--- Source data ---
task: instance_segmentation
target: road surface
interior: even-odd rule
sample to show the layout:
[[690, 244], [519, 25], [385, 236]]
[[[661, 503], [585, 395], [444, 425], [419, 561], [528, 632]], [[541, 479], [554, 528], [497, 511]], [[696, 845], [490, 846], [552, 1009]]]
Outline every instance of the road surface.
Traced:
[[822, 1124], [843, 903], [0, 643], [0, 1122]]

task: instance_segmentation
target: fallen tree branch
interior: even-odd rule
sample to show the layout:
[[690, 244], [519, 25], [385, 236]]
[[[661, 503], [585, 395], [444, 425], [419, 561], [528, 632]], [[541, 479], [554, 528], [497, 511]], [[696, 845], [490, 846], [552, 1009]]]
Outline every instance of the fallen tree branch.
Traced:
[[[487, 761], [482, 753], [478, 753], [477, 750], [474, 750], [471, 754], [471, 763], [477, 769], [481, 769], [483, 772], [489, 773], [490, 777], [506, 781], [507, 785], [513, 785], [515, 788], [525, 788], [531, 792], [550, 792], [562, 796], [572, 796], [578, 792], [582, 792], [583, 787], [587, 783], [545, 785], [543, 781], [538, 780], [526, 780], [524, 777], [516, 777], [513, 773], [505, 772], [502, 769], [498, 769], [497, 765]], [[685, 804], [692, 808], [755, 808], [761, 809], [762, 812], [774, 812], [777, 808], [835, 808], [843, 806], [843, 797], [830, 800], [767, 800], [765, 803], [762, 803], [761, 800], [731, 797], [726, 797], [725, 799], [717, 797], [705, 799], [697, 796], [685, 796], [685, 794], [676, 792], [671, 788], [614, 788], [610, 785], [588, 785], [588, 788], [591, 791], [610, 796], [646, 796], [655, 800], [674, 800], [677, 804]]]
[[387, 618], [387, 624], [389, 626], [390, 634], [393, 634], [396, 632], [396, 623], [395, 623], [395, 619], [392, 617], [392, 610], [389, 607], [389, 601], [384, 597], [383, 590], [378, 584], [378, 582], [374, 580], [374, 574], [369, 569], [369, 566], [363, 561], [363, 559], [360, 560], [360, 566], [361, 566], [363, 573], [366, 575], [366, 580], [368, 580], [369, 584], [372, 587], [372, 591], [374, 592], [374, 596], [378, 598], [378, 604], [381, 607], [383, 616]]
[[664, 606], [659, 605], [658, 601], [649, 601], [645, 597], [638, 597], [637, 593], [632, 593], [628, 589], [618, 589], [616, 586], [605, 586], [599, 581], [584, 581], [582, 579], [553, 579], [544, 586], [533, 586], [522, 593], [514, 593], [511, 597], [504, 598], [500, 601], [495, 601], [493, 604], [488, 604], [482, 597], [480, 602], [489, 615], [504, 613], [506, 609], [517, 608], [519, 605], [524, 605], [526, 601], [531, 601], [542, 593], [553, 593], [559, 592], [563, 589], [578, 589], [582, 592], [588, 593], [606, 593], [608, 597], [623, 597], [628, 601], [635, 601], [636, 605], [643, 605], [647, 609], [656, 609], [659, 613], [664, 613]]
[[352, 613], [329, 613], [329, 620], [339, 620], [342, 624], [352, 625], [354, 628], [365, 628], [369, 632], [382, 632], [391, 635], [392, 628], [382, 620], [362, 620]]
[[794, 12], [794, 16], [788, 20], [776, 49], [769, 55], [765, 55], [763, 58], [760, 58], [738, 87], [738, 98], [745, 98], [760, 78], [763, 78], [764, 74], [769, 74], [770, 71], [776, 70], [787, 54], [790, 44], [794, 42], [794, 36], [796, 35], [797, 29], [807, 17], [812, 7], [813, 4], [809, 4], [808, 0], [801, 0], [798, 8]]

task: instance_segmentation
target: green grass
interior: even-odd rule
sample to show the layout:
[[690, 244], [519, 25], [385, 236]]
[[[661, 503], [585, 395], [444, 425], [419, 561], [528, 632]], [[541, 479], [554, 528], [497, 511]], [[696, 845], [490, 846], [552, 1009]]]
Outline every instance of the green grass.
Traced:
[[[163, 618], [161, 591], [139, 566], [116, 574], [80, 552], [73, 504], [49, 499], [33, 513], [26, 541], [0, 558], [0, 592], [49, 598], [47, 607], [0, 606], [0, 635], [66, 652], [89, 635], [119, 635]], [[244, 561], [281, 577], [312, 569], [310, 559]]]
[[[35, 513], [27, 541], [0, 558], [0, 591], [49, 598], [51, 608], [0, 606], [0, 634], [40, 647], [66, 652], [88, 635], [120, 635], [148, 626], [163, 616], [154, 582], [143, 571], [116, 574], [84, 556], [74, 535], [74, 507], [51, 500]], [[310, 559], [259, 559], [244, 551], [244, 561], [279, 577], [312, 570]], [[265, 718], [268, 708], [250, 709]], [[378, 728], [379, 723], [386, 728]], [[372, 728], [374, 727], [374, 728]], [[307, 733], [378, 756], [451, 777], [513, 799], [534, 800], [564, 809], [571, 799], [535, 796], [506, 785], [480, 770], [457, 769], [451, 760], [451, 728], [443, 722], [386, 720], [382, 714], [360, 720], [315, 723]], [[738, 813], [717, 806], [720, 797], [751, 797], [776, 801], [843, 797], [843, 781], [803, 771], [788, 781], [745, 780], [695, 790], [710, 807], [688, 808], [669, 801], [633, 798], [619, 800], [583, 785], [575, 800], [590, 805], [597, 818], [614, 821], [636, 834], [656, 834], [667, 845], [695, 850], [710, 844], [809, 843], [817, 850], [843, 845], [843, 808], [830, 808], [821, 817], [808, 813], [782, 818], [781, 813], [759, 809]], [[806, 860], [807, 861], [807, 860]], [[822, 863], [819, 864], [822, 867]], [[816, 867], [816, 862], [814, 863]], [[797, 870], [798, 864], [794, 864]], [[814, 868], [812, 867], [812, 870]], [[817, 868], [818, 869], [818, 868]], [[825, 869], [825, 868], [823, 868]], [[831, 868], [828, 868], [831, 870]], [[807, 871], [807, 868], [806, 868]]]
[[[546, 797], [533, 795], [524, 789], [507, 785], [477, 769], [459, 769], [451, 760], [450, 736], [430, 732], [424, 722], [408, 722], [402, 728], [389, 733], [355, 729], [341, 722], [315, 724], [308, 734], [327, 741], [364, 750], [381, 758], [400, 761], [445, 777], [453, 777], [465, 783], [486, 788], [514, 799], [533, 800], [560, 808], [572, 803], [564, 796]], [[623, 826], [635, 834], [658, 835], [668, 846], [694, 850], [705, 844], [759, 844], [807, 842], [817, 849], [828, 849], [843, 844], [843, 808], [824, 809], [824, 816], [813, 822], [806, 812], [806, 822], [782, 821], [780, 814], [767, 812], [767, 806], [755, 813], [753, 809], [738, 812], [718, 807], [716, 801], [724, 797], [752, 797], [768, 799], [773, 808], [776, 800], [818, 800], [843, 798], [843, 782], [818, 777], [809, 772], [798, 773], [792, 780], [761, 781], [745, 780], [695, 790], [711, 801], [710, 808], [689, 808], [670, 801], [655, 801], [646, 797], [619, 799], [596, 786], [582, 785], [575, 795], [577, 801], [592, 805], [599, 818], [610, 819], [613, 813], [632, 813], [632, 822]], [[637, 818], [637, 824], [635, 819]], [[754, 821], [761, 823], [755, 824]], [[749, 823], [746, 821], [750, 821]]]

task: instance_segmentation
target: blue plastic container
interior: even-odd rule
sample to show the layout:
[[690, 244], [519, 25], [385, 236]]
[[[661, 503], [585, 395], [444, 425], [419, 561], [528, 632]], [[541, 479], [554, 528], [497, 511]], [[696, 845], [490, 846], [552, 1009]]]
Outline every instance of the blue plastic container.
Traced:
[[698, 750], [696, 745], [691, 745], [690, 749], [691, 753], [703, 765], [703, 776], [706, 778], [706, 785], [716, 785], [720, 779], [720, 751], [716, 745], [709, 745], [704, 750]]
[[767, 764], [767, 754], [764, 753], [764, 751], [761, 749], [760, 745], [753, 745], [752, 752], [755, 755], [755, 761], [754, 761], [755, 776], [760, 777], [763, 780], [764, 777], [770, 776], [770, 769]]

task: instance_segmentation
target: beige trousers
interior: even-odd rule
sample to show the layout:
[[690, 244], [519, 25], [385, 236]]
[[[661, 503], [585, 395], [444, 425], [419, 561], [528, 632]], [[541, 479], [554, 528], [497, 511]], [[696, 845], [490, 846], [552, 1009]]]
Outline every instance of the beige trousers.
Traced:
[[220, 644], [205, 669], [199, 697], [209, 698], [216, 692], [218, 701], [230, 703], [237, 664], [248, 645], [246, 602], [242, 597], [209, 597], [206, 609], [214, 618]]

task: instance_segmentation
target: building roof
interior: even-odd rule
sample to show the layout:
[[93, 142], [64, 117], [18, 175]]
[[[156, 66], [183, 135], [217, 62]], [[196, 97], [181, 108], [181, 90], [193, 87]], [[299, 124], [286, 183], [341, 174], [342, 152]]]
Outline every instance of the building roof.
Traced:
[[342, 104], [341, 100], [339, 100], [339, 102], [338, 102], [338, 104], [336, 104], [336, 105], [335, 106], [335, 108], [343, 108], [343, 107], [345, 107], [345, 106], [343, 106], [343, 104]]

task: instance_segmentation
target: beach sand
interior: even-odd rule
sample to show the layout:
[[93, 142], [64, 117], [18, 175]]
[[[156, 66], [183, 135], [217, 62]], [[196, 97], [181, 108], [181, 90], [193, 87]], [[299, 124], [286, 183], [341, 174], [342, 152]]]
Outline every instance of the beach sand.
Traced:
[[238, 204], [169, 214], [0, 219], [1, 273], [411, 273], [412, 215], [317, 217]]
---
## Set task
Collect each line of the listing that contains the string "blue", and reproduce those lines unchanged.

## Output for this task
target: blue plastic container
Outline every instance of the blue plastic container.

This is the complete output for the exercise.